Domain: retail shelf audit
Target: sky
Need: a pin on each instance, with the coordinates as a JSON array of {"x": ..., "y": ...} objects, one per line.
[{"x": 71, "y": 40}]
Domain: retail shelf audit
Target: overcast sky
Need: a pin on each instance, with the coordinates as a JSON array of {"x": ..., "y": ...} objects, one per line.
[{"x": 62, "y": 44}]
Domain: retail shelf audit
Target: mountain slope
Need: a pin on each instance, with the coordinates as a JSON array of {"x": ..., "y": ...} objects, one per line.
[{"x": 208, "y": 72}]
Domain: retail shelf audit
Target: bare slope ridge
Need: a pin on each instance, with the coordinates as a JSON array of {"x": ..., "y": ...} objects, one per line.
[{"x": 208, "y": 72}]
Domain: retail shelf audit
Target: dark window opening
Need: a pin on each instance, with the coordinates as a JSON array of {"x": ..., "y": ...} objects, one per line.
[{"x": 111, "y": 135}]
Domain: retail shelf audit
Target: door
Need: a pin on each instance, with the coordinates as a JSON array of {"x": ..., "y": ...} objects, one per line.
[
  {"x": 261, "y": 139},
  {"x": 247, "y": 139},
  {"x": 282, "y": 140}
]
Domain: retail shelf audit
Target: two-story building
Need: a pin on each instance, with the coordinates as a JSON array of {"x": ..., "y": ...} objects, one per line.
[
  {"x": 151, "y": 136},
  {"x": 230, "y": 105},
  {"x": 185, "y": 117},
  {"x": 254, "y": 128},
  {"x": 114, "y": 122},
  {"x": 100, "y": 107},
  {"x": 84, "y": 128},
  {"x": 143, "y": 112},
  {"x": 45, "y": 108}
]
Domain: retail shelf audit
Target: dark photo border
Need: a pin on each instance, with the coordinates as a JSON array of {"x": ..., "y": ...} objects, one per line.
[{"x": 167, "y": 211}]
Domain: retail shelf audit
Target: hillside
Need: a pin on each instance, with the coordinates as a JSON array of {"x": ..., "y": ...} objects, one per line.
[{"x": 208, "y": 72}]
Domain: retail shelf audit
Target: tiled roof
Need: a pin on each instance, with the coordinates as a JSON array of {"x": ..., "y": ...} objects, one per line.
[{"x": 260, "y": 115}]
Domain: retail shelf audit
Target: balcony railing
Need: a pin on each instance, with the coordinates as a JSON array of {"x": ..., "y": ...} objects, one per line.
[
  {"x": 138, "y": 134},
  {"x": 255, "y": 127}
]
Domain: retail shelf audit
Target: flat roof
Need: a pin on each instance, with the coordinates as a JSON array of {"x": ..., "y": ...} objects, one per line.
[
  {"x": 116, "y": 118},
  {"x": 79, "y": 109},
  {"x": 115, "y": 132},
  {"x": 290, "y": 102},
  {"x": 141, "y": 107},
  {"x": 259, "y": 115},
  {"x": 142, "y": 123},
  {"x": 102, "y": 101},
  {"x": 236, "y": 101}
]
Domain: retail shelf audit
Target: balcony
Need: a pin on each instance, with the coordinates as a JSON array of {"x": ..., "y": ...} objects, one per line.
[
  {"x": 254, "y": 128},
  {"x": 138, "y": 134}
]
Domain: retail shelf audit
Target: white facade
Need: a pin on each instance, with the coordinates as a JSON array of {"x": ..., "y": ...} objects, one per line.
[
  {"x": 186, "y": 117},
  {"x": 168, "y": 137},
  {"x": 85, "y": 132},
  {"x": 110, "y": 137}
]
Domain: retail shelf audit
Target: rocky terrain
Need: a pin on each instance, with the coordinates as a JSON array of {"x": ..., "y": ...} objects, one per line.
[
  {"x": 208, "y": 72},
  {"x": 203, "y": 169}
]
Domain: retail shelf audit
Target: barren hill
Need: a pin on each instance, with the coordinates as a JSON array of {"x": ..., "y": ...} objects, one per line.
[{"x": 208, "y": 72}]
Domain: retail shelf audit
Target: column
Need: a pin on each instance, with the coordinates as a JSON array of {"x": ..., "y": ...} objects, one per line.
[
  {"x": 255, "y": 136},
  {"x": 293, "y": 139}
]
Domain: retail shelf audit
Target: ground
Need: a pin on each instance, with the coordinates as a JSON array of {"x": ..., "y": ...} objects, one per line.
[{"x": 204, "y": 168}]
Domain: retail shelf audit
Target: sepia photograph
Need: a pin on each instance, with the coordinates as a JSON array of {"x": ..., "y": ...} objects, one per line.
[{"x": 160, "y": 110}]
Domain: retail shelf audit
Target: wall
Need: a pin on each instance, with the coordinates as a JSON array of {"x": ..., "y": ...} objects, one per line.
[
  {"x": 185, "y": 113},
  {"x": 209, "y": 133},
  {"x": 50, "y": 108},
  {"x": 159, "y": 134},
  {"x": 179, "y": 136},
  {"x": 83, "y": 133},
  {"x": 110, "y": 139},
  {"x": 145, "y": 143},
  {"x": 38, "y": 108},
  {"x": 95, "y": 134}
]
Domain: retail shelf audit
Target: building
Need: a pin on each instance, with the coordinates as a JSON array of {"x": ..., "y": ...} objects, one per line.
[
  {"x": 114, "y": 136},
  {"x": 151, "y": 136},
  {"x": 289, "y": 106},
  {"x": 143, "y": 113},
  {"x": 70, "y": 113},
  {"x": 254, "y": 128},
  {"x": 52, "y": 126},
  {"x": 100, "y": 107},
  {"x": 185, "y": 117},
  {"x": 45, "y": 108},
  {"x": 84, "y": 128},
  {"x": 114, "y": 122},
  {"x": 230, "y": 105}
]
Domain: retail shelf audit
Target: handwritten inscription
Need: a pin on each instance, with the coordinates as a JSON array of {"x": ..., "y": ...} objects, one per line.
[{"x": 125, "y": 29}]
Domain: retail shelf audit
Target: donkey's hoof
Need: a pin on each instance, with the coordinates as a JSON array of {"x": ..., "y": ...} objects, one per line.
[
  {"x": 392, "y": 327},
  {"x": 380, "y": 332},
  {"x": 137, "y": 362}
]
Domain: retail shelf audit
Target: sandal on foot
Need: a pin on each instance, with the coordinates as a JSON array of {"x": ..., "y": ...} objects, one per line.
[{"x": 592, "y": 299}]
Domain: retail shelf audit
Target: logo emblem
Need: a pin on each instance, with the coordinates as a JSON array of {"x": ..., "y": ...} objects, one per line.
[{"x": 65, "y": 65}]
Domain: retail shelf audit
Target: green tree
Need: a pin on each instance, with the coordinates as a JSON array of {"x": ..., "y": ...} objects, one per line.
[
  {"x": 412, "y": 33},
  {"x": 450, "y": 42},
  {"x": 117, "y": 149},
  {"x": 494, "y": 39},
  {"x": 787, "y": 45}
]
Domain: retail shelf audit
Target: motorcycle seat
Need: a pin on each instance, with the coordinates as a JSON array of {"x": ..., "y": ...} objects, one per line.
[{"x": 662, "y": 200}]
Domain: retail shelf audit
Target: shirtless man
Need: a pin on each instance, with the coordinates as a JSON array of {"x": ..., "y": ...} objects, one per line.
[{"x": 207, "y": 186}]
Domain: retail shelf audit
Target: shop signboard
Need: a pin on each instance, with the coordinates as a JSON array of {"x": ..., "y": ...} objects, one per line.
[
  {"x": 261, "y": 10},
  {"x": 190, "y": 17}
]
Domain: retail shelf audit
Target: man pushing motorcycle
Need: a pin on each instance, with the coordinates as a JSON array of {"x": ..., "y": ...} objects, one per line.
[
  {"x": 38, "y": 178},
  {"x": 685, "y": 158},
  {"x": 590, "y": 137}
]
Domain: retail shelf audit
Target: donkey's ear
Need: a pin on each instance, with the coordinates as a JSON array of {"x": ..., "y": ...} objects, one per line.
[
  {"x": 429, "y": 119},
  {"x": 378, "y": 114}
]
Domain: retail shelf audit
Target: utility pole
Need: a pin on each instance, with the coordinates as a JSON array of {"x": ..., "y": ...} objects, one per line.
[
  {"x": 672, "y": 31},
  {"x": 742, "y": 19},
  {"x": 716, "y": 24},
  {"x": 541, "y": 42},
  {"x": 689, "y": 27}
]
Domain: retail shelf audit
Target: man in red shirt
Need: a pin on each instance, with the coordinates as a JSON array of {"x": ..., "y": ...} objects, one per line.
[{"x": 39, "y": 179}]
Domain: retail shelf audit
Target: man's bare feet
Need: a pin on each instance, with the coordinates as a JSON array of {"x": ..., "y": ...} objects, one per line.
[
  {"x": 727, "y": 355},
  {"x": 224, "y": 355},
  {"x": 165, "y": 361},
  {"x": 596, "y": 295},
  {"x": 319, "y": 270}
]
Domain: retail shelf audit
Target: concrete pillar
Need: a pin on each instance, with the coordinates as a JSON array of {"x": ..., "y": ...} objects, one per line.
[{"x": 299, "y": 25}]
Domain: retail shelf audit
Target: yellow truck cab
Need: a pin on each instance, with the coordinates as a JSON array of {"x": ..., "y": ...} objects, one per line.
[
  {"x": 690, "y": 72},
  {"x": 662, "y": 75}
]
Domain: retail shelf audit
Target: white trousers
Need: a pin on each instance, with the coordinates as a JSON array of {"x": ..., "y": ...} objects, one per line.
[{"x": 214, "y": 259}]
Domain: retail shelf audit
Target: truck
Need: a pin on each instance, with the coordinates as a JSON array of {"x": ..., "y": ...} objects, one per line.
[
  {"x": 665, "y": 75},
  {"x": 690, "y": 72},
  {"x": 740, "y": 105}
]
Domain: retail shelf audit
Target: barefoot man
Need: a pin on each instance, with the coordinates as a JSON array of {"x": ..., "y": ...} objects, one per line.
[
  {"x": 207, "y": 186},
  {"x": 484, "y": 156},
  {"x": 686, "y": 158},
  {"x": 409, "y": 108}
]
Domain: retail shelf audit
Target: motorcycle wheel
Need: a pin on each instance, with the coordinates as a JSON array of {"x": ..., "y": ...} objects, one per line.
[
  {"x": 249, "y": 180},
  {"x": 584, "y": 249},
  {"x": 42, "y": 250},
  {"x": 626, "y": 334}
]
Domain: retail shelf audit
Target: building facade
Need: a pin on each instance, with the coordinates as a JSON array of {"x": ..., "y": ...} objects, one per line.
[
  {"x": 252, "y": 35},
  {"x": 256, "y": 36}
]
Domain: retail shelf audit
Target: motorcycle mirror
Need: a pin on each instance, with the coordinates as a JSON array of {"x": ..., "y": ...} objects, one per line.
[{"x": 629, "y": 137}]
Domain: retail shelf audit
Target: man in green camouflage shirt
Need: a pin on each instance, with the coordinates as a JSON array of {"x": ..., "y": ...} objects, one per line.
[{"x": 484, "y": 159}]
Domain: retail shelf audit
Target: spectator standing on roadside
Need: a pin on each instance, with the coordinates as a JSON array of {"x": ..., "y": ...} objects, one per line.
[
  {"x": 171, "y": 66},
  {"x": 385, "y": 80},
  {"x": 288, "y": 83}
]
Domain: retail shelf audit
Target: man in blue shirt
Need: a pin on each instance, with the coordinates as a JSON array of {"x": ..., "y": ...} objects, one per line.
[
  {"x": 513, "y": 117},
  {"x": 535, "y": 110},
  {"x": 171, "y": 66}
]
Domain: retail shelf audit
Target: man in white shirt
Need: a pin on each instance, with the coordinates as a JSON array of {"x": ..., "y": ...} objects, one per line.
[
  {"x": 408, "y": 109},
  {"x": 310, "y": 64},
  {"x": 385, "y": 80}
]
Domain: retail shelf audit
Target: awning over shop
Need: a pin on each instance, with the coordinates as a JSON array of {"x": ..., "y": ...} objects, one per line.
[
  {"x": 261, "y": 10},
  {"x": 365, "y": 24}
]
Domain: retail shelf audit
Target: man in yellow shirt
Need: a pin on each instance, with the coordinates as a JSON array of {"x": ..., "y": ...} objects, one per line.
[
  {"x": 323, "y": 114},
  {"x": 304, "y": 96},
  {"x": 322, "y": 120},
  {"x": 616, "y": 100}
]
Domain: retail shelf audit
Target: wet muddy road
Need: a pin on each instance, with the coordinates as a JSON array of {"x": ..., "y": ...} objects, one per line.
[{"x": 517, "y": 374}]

→ **What is being asked**:
Collect every line of the records above that contains the word "white" and list those lines as they appear.

→ **Finished answer**:
Target: white facade
Target: white trousers
Target: man in white shirt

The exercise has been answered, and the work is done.